# DIRECTIVE
Copy the post on personal finance chick lit from "Take a look" up to and including "the others (yet).", substituting "eye-popping" for "retina-stinging".

# EXTRACT
--- begin ---
Miss Thrifty3 February 10, 2011
This feature from the Globe and Mail, which namechecks Miss Thrifty, popped up on my radar this week. The piece is a couple of weeks old but hey, it had to get here from Canada.
The feature is called Can chick lit teach you about money? and it is all about the “growing category of personal finance ‘chick lit'”. As it turns out, this isn’t a new fiction genre providing the frugal antidote to the Shopaholic books. (Although that would be fun, no?) Apparently this is now the favoured description for personal finance books aimed at women: publishers have decided to give them more “shelf appeal” by slapping on those tried-and-tested pink chick lit covers, with pictures of shoes and stuff.
Take a look at the retina-stinging array of books mentioned in the feature, and you’ll see what I mean. They include Shoo, Jimmy Choo, which I read and liked; I haven’t read the others (yet).
Anyway, here’s the bit where I come in (woop woop):
Katherine Orr, Harlequin’s vice-president of public relations, says the recession and a still-recovering economy has made women nervous…The recession spawned a cottage industry of personal finance blogs aimed at women announcing their brave switches from designer labels to thrift-store finds. Before The Frugalista Files, there was Miss Thrifty and The Recessionista, to name a couple.
Now, in the wake of that endless sea of women-friendly advice blogs, come the book publishers.
“You just don’t know the source [on blogs]. There’s so much citizen journalism out there,” Ms. Orr explains. “I think people turn to brands like Harlequin because they trust them.”
--- end ---
# RECORDED DATA
--- begin ---
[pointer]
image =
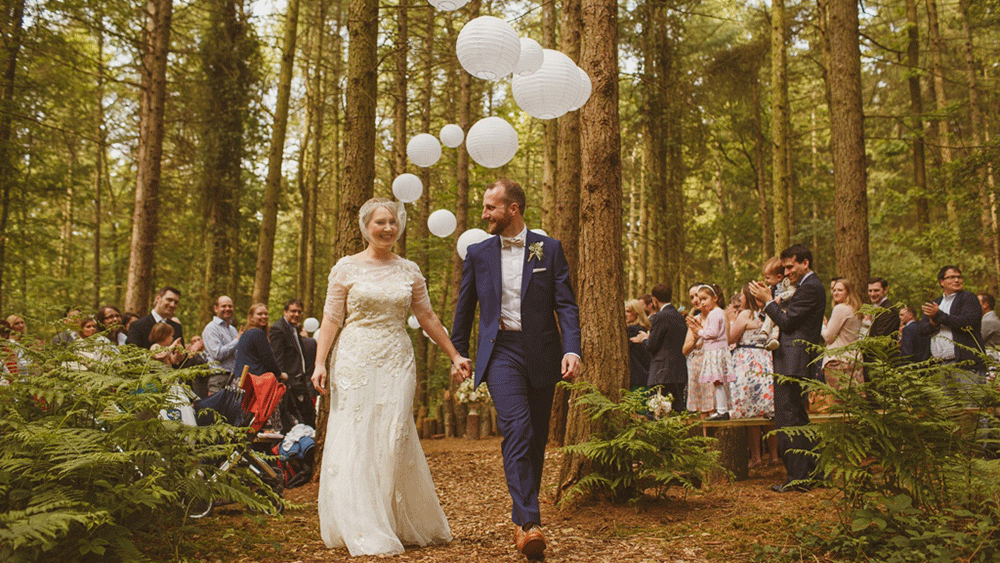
--- end ---
# FULL SOLUTION
Take a look at the eye-popping array of books mentioned in the feature, and you’ll see what I mean. They include Shoo, Jimmy Choo, which I read and liked; I haven’t read the others (yet).